## begin Data for the task

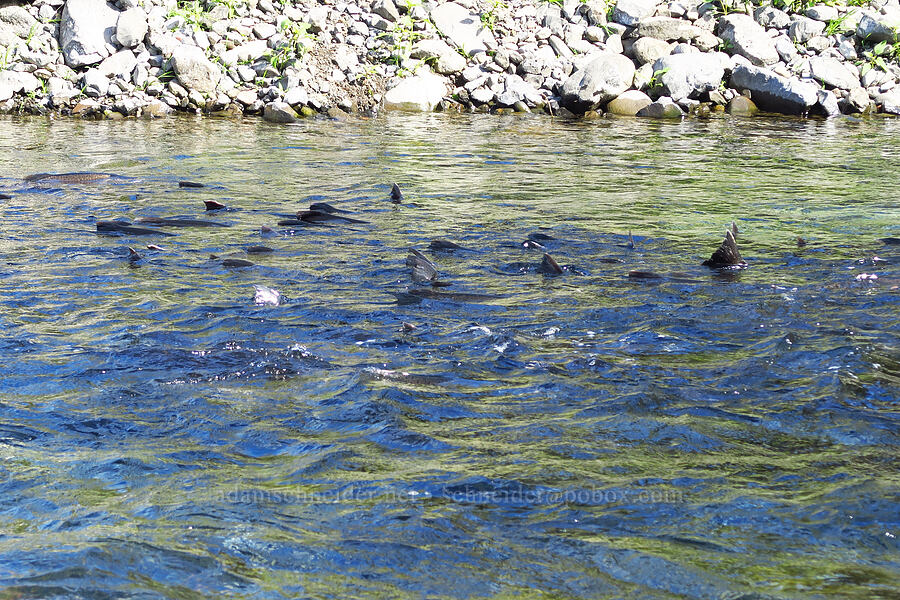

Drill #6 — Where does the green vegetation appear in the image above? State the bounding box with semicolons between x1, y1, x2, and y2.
378;0;423;67
859;41;900;77
824;10;856;35
647;69;669;88
208;0;243;19
269;19;314;71
481;0;504;31
772;0;820;13
168;0;206;29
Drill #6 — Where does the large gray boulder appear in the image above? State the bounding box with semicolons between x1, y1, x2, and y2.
631;37;673;65
59;0;119;69
172;44;222;94
788;15;825;44
431;2;497;56
612;0;657;27
97;50;137;81
263;102;298;123
731;65;819;114
634;17;703;42
384;71;447;112
409;39;467;75
116;7;148;48
606;90;653;117
719;13;779;67
0;70;40;102
856;8;900;44
876;88;900;115
653;53;725;102
562;52;635;113
753;4;791;29
809;56;859;90
0;6;37;39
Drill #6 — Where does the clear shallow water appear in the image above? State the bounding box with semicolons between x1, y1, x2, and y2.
0;115;900;598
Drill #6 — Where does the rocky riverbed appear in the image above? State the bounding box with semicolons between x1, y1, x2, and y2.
0;0;900;122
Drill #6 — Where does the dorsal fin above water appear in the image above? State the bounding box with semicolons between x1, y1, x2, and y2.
406;248;438;283
391;183;403;204
703;229;747;269
538;254;563;275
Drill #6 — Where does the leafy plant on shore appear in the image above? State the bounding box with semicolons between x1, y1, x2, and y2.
0;46;13;71
647;68;669;89
208;0;243;19
378;1;423;67
772;0;818;13
823;10;856;36
167;0;205;29
859;41;900;77
269;19;314;71
481;0;504;31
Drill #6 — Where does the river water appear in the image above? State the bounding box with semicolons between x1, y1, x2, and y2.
0;114;900;599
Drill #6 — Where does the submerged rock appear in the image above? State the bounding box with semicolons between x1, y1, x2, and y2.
637;96;684;119
731;65;819;114
725;96;759;117
172;45;222;94
59;0;119;68
263;102;299;123
653;54;725;101
431;2;497;55
719;13;779;67
561;52;635;113
384;72;447;112
606;90;653;117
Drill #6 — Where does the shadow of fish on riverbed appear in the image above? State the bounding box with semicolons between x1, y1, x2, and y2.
22;171;134;184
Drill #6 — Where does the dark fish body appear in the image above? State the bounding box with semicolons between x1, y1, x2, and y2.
397;288;500;303
406;248;437;283
391;183;403;204
703;229;747;269
309;202;350;215
278;219;331;227
297;210;368;223
97;221;175;235
628;271;663;279
25;172;121;183
222;258;256;269
138;217;231;227
538;254;563;275
428;240;465;252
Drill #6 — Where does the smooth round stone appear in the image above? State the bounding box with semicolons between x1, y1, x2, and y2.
606;90;653;117
725;96;759;117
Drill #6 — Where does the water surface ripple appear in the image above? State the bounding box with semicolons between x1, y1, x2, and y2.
0;114;900;599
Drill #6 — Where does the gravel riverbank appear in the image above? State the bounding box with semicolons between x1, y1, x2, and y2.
0;0;900;122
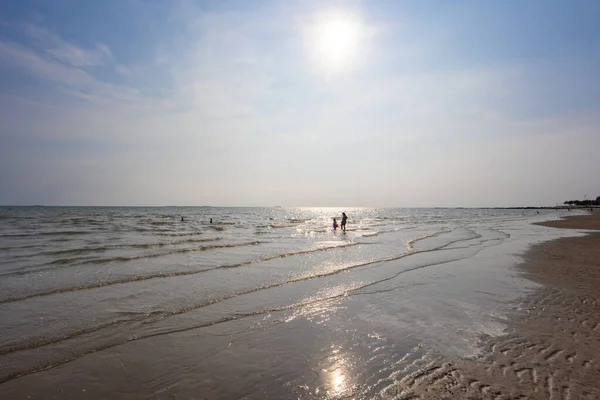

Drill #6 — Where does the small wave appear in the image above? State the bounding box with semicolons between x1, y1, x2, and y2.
362;231;380;237
0;242;358;304
156;229;202;236
267;223;297;229
78;241;260;264
0;231;92;238
406;229;450;250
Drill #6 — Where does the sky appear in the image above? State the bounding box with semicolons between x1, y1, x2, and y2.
0;0;600;207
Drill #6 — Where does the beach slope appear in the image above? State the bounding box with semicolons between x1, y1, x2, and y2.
383;212;600;400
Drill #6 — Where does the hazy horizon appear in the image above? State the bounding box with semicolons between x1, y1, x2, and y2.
0;0;600;208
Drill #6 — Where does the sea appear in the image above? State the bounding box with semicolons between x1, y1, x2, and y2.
0;207;580;399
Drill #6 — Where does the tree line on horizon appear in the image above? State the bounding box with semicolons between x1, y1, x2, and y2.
563;196;600;206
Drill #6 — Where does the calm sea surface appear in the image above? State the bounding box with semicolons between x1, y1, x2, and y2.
0;207;584;399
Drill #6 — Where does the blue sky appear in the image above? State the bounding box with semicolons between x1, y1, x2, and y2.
0;0;600;207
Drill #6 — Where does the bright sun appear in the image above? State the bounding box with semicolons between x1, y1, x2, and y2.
308;12;363;73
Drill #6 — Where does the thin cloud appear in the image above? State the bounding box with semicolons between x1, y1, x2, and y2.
26;25;113;67
0;41;140;101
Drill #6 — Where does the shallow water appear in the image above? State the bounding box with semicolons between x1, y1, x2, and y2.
0;207;577;398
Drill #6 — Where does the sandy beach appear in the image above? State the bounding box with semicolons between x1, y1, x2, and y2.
385;212;600;400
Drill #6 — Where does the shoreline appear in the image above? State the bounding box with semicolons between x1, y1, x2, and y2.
383;212;600;400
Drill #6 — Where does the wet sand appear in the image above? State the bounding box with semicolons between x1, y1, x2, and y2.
383;211;600;400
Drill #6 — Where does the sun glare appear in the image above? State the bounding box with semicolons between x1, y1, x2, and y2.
307;11;363;73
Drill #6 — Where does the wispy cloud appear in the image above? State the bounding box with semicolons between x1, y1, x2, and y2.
0;41;139;100
26;24;112;67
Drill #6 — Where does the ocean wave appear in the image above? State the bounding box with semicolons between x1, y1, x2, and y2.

## end Data for the task

• **Directions for this task**: Print every row above again, unchanged and in the same order, but leave out the pictures.

• **The result**:
Drill #6 — Where does the green vegetation appear in the image above? State the bounding box with semicolons between x1, y1, x2, and y2.
378;0;423;67
859;41;900;77
824;10;856;35
647;69;669;88
208;0;243;19
269;19;314;71
481;0;504;31
772;0;820;13
168;0;206;29
Drill #6 — Where does the large gray boulder appear in the image above? State the bounding box with semicolons between x1, y1, x2, and y2.
631;37;673;65
59;0;119;69
172;44;222;94
788;15;825;44
431;2;497;56
612;0;657;27
97;50;137;81
263;102;298;123
731;65;819;114
634;17;703;42
384;71;447;112
409;39;467;75
116;7;148;48
606;90;653;117
719;13;779;67
0;70;40;102
856;8;900;44
876;88;900;115
653;53;725;102
562;52;635;113
753;4;791;29
809;56;859;90
0;6;37;39
Drill #6 — Where does the clear shallow water appear in the image above? State the bounding box with semicolons between x1, y1, x2, and y2.
0;115;900;598
Drill #6 — Where does the rocky riverbed appear in the image above? State the bounding box with semicolons between x1, y1, x2, and y2.
0;0;900;122
Drill #6 — Where does the dorsal fin above water appear in the image above? State the bounding box with semicolons between x1, y1, x2, and y2.
406;248;438;283
391;183;403;204
703;229;747;269
538;254;563;275
Drill #6 — Where does the leafy plant on shore appear in the image above? State the bounding box with semicolons between x1, y1, x2, and y2.
0;46;13;71
647;68;669;89
208;0;243;19
378;1;423;67
772;0;818;13
823;10;856;36
167;0;205;29
859;41;900;77
269;19;314;71
481;0;504;31
Drill #6 — Where does the river water appear in the image above? State the bounding box with semicolons between x1, y1, x2, and y2.
0;114;900;599
Drill #6 — Where does the submerged rock appear in the image above? State the bounding box with semicolons between x1, y1, x2, and y2.
637;96;684;119
731;65;819;114
725;96;759;117
172;45;222;94
59;0;119;68
263;102;299;123
653;54;725;101
431;2;497;55
719;13;779;67
561;52;635;113
384;72;447;112
606;90;653;117
Drill #6 — Where does the shadow of fish on riverbed appear in the image above? State the bounding box with semicolons between x1, y1, x2, and y2.
22;171;134;184
Drill #6 — Where does the dark fish body appear in the image above? State the bounding box with semicolons between x1, y1, x2, and y2.
397;288;500;303
406;248;437;283
391;183;403;204
703;229;747;269
309;202;350;215
278;219;331;227
297;210;368;223
97;221;175;235
628;271;663;279
25;172;121;183
222;258;256;269
138;217;231;227
538;254;563;275
428;240;465;252
Drill #6 — Where does the smooth round stone appear in the image above? State the bounding box with semicolons between x1, y1, x2, and y2.
606;90;653;117
725;96;759;117
Drill #6 — Where does the water surface ripple appear in the image above? State the bounding box with semicolons between x1, y1, x2, and y2.
0;114;900;599
Drill #6 — Where does the gravel riverbank appear in the image above? State the bounding box with semicolons between x1, y1, x2, and y2.
0;0;900;122

Drill #6 — Where does the small wave appear in the image above? State the bounding box with semicolons between x1, y1, x2, and y2.
362;231;380;237
0;242;358;304
156;229;202;236
267;223;297;229
78;241;260;264
0;231;92;238
406;229;450;250
Drill #6 — Where does the sky appear in the image above? State the bounding box with semicolons between x1, y1, x2, and y2.
0;0;600;207
Drill #6 — Where does the beach slope appear in the image above? State the bounding box with semicolons between x1, y1, x2, and y2.
383;212;600;400
Drill #6 — Where does the hazy horizon appear in the image above? State the bounding box with semicolons between x1, y1, x2, and y2.
0;0;600;208
Drill #6 — Where does the sea appear in the image above? State the bounding box with semicolons between x1, y1, x2, and y2.
0;207;580;399
Drill #6 — Where does the tree line on horizon appear in the image above? State the bounding box with semicolons between x1, y1, x2, and y2.
563;196;600;206
Drill #6 — Where does the calm sea surface appear in the image above? State the bounding box with semicolons between x1, y1, x2, and y2.
0;207;584;399
Drill #6 — Where does the blue sky appear in the image above? State the bounding box with semicolons between x1, y1, x2, and y2.
0;0;600;207
Drill #6 — Where does the bright sun appear in the image above? State the bounding box with semicolons between x1, y1, x2, and y2.
308;12;363;73
Drill #6 — Where does the thin cloud appear in the image above? State the bounding box with semicolons between x1, y1, x2, and y2.
26;25;113;67
0;41;140;101
Drill #6 — Where does the shallow water appear in the image above? State the bounding box with semicolons between x1, y1, x2, and y2.
0;207;577;398
Drill #6 — Where does the sandy beach appear in the image above? State the bounding box with semicolons between x1, y1, x2, and y2.
385;212;600;400
Drill #6 — Where does the shoreline appear in the image above? State the bounding box with semicolons between x1, y1, x2, and y2.
383;212;600;400
Drill #6 — Where does the wet sand appear in the image above? State the bounding box with semicolons between x1, y1, x2, and y2.
383;211;600;400
Drill #6 — Where does the sun glare appear in the image above? State the bounding box with semicolons between x1, y1, x2, and y2.
307;11;363;73
Drill #6 — Where does the wispy cloud appear in the image above? State the bounding box with semicolons between x1, y1, x2, and y2.
0;41;139;100
26;24;112;67
Drill #6 — Where does the ocean wave appear in the image above? State the bounding box with semicolons between x1, y1, x2, and y2.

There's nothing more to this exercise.